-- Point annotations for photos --
§

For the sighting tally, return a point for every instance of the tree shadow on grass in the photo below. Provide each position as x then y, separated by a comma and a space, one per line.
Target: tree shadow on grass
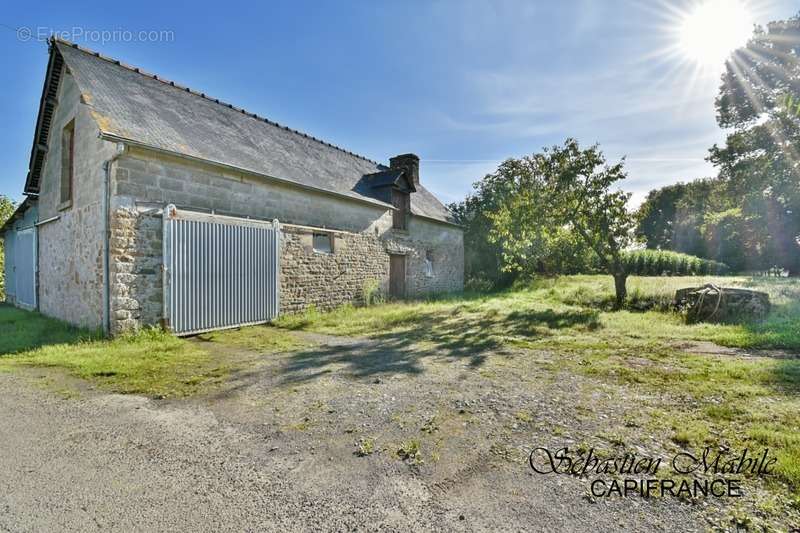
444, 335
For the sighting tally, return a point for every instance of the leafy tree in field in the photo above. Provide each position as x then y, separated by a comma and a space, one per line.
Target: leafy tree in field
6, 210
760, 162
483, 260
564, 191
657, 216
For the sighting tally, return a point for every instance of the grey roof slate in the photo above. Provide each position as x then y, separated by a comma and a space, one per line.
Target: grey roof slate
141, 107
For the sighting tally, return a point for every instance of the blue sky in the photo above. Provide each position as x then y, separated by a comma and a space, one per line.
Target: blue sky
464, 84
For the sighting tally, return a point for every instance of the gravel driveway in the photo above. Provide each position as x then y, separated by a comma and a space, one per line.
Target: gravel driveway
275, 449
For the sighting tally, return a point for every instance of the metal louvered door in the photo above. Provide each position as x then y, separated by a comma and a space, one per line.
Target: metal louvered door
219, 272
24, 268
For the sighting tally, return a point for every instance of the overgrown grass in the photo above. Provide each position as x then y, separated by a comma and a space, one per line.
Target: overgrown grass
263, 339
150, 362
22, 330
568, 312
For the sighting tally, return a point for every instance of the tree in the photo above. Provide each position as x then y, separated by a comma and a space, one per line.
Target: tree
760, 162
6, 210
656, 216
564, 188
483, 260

§

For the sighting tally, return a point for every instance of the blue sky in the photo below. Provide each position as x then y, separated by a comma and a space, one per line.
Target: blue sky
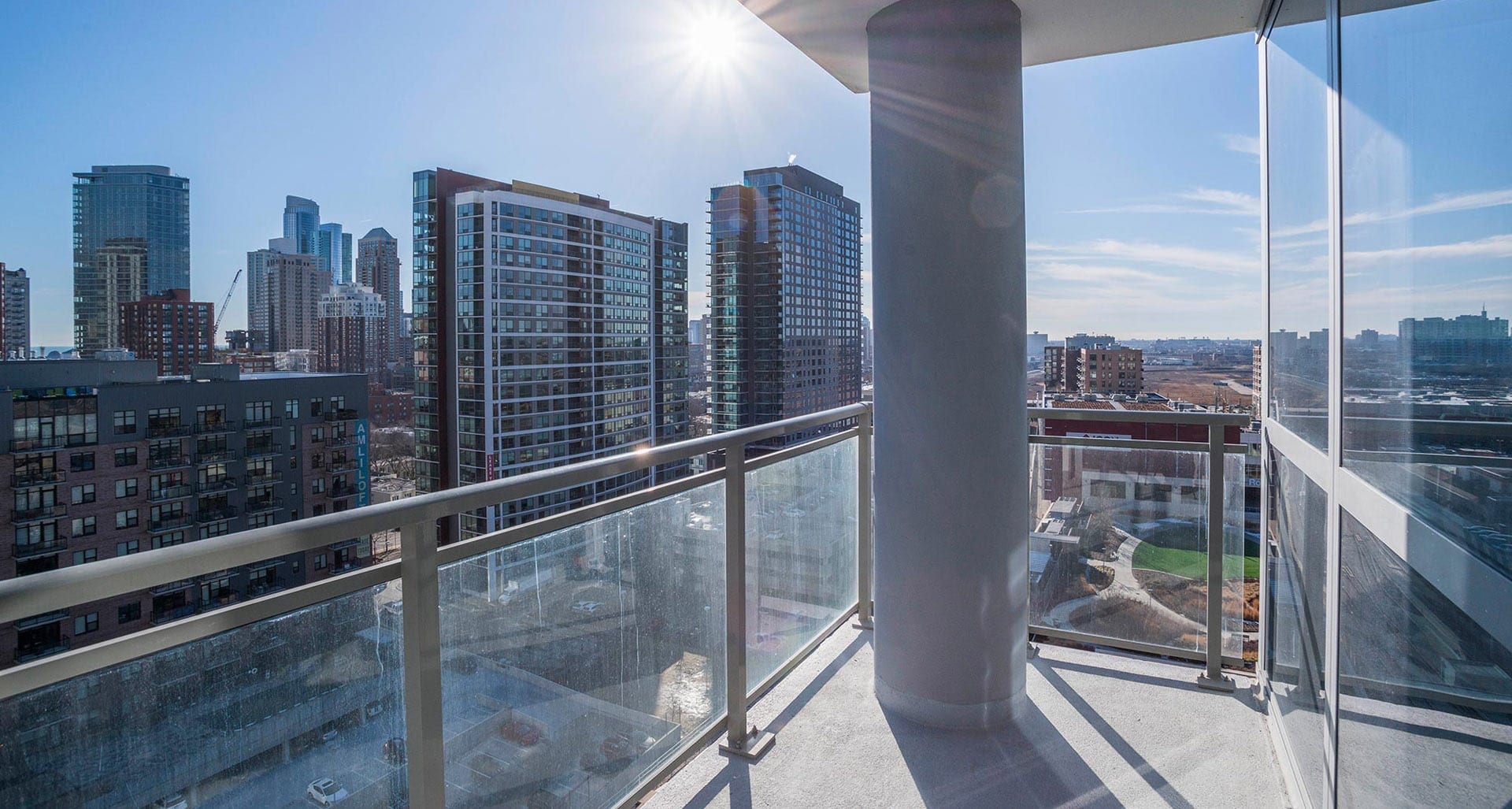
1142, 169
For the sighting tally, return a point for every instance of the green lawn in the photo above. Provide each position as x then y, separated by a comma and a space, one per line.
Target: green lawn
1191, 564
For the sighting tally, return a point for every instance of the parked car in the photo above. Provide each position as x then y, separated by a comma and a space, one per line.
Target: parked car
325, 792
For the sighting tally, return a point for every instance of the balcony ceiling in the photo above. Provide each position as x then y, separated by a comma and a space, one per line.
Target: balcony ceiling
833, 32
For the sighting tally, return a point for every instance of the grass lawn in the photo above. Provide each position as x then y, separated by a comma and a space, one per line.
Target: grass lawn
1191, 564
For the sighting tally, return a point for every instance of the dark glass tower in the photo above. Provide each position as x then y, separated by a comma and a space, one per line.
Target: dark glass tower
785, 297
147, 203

§

-- Instruction --
Find each line in the records above that contains the word "ceiling" and copy those lines in full.

-- Solution --
For the sighting tally, return a point for every instance of the balcony ceiling in the photo above. Provide each position as x then y, separated by a comma and a space, one per line.
Target: balcony ceiling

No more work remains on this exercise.